◆ **Short problem**: Repeat word for word the section of the entries below that opens with the line containing "ear in this UI." and closes with the line containing "xmin=9 ymin=148 xmax=28 ymax=167", keeping both of those lines.

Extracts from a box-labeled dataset
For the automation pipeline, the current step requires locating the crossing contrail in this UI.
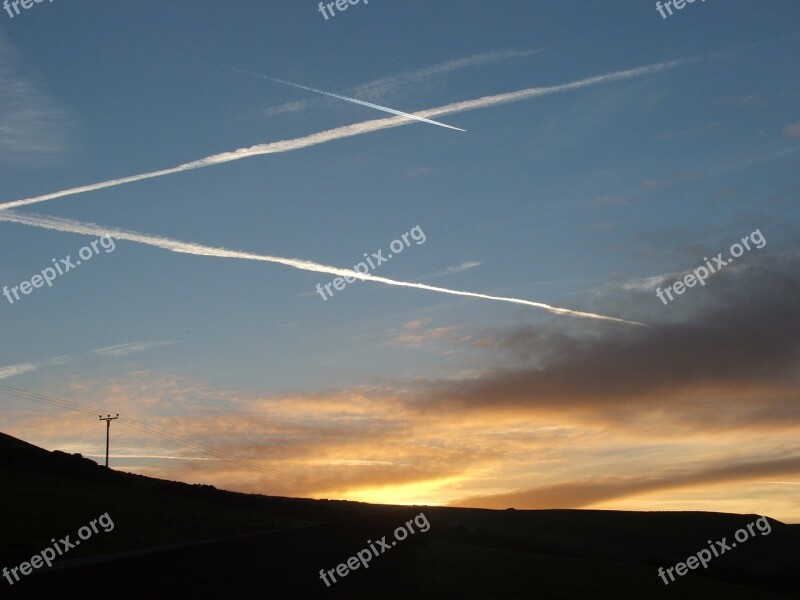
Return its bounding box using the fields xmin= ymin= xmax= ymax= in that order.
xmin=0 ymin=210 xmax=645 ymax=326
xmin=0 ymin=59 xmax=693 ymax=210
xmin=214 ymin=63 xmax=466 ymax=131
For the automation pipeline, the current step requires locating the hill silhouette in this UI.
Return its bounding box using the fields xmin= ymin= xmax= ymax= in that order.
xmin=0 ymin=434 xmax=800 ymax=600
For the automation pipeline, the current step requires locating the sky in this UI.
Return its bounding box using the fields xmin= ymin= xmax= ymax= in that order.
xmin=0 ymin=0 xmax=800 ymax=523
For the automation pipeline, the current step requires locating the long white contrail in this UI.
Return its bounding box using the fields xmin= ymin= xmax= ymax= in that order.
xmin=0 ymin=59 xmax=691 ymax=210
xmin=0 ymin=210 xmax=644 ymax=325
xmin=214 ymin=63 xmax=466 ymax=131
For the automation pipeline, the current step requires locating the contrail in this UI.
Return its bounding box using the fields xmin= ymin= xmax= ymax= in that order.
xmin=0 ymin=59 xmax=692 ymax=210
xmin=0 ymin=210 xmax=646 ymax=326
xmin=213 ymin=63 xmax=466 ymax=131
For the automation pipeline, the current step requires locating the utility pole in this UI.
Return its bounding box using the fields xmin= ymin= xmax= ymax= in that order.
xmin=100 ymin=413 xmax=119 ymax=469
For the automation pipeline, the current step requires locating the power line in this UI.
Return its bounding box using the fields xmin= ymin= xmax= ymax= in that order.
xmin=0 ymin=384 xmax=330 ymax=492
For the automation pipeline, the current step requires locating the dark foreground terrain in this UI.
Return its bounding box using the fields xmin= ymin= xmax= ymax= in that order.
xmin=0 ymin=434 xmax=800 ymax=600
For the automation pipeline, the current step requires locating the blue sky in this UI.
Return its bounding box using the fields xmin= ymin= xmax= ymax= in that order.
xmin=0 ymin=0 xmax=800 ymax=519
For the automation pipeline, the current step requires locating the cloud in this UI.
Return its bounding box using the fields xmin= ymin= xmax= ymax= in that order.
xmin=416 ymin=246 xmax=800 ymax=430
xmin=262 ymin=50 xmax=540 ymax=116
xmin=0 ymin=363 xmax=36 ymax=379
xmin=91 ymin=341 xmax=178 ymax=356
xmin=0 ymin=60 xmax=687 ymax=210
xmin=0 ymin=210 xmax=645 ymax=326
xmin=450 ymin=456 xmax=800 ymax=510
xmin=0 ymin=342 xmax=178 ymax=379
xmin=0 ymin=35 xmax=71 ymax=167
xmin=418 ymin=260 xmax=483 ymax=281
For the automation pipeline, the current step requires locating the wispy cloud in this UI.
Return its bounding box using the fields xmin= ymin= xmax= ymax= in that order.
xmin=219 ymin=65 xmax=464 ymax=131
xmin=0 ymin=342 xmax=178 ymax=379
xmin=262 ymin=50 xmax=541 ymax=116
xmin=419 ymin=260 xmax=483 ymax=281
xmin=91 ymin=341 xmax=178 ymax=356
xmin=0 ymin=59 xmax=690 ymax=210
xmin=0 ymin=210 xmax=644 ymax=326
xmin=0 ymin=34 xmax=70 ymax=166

==

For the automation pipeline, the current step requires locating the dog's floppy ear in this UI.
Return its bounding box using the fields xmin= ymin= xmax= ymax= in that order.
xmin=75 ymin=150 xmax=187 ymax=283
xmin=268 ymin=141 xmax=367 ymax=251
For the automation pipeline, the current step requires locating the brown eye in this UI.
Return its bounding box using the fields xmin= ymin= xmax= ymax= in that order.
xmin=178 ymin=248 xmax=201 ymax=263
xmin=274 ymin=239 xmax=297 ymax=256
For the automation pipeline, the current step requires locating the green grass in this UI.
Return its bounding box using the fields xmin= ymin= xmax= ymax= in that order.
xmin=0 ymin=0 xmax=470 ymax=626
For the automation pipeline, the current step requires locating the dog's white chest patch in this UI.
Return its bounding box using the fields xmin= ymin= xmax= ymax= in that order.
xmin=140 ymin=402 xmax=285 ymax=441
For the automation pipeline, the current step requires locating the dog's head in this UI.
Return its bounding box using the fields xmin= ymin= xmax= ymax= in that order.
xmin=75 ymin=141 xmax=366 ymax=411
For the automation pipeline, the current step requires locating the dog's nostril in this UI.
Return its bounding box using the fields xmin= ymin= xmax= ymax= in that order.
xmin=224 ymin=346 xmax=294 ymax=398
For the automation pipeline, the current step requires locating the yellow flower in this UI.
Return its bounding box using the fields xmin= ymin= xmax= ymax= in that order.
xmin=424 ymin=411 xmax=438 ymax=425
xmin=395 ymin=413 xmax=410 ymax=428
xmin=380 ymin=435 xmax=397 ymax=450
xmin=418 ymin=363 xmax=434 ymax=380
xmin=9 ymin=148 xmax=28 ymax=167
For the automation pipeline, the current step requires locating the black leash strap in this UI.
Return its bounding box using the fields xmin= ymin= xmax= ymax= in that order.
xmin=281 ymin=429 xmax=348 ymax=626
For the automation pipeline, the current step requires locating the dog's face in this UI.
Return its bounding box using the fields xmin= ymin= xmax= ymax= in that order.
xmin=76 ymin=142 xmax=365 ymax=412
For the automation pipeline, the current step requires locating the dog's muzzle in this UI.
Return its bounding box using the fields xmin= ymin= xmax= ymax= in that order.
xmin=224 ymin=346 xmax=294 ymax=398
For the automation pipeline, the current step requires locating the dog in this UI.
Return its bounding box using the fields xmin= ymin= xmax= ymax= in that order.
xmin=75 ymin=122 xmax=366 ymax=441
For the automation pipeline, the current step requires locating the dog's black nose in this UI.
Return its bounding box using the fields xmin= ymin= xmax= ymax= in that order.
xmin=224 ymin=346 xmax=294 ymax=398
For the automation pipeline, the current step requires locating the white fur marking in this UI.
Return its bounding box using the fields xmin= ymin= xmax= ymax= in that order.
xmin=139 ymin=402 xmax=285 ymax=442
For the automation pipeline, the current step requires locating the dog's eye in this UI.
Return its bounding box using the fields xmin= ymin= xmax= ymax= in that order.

◆ **Task result**:
For the automation pipeline, the current step requires locating the dog's floppy ear in this UI.
Return its bounding box using the fields xmin= ymin= xmax= ymax= in that order.
xmin=75 ymin=150 xmax=187 ymax=283
xmin=268 ymin=141 xmax=367 ymax=251
For the automation pipeline, the current step requires locating the brown eye in this UI.
Return its bounding box using the fields xmin= ymin= xmax= ymax= in that order.
xmin=178 ymin=248 xmax=201 ymax=263
xmin=274 ymin=239 xmax=297 ymax=256
For the automation pipeline, the current step requires locating the green grass in this UI.
Return its bounding box using the fields xmin= ymin= xmax= ymax= in that order.
xmin=0 ymin=0 xmax=470 ymax=626
For the automation pipeline, the current step requires locating the dog's white chest patch in this UI.
Return its bounding box using the fields xmin= ymin= xmax= ymax= in that order.
xmin=140 ymin=402 xmax=285 ymax=441
For the automation pipeline, the current step requires locating the dog's head in this UI.
Return its bounding box using the fields xmin= ymin= xmax= ymax= in that order.
xmin=75 ymin=141 xmax=366 ymax=411
For the automation pipeline, the current step requires locating the dog's nostril in this UI.
Return its bounding box using the fields xmin= ymin= xmax= ymax= in that order.
xmin=224 ymin=346 xmax=294 ymax=398
For the automation pipeline, the current step requires locating the yellow flower in this UI.
Return its bounding box using the fields xmin= ymin= xmax= ymax= in that order.
xmin=424 ymin=411 xmax=438 ymax=425
xmin=395 ymin=413 xmax=410 ymax=428
xmin=380 ymin=435 xmax=397 ymax=450
xmin=418 ymin=363 xmax=434 ymax=380
xmin=9 ymin=148 xmax=28 ymax=167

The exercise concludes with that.